* **Kutipan Teks**:

Pada tanggal 2 Januari 2025, Mahkamah Konstitusi (MK) mengeluarkan sebuah keputusan yang mengubah lanskap politik Indonesia.
Putusan MK ini menghapuskan ambang batas pencalonan presiden (presidential threshold) yang sebelumnya mengharuskan partai-partai politik untuk meraih 20 persen suara atau 25 persen kursi di parlemen untuk dapat mencalonkan presiden.
Kini, semua partai politik, tanpa terkecuali, dapat mencalonkan calon presiden mereka, memberikan peluang yang lebih besar bagi pluralitas dalam politik Indonesia.
Keputusan ini langsung menimbulkan banyak pertanyaan: Apakah ini sebuah langkah besar untuk demokrasi? Bagaimana dampaknya bagi partai-partai politik? Dan bagaimana peran kita sebagai warga negara dalam menghadapi pemilu yang akan datang?
Saya ingin berbagi pandangan pribadi terkait perubahan ini, sekaligus mencermati bagaimana keputusan ini akan mengubah arah politik Indonesia ke depan.
Mengapa Keputusan MK Ini Begitu Penting?
Sejak awal reformasi 1998, Indonesia telah mengalami banyak perubahan dalam sistem politik. Salah satu aspek penting yang kita lihat adalah bagaimana banyak partai politik tumbuh dan berkembang.
Namun, ada satu hal yang menjadi pembatas bagi mereka yang lebih kecil---yaitu presidential threshold. Ketentuan ini membuat hanya partai-partai besar yang bisa mencalonkan presiden, sehingga sebagian besar partai kecil tidak memiliki peluang untuk mencalonkan calon dari mereka sendiri. Tentu saja, ini membatasi pilihan pemilih dan membuat mereka terjebak dalam pola pilih "besar" atau "kecil" yang kadang kurang mencerminkan keberagaman pemikiran.
Bagi saya, menghapuskan presidential threshold adalah langkah yang membuka peluang bagi demokrasi yang lebih inklusif. Semua partai politik sekarang memiliki hak yang sama untuk mengusung calon presiden. Ini adalah peluang bagi wajah-wajah baru dan ide-ide segar untuk tampil di depan publik.
Tidak hanya itu, dengan lebih banyak calon presiden yang muncul, pemilih bisa mendapatkan pilihan yang lebih beragam, bukan hanya terbatas pada dua atau tiga pilihan saja.
Menyaksikan Dinamika Politik yang Lebih Berwarna
Bagi saya, politik Indonesia selalu penuh dengan dinamika yang menarik. Ada saat-saat ketika kita bisa berdiskusi dengan penuh semangat, tetapi ada juga saat-saat ketika kepentingan politik mengubah wajah persahabatan.

* **Tugas Latihan**:
1 > Jawablah pertanyaan berikut berdasarkan kutipan teks tentang putusan MK.
(a) Pada tanggal berapa Mahkamah Konstitusi mengeluarkan keputusannya?
(b) Berapa persen suara atau kursi di parlemen yang sebelumnya harus diraih partai politik untuk mencalonkan presiden?
(c) Sejak kapan Indonesia mengalami banyak perubahan dalam sistem politik menurut teks tersebut?
2 > Terjemahkan kalimat dari kutipan teks tentang putusan MK ini ke dalam bahasa Inggris: "Semua partai politik sekarang memiliki hak yang sama untuk mengusung calon presiden."

* **Data yang Ditampilkan**:
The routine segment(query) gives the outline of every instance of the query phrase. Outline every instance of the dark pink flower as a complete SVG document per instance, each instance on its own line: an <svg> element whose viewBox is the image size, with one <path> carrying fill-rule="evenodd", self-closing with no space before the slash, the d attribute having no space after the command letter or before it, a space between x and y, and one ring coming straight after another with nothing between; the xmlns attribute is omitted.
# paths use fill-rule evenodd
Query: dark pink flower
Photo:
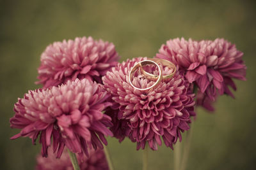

* **Kunci Jawaban**:
1 >
(a) 2 Januari 2025.
(b) 20 persen suara atau 25 persen kursi di parlemen.
(c) Sejak awal reformasi 1998.

2 > All political parties now have the same right to nominate presidential candidates.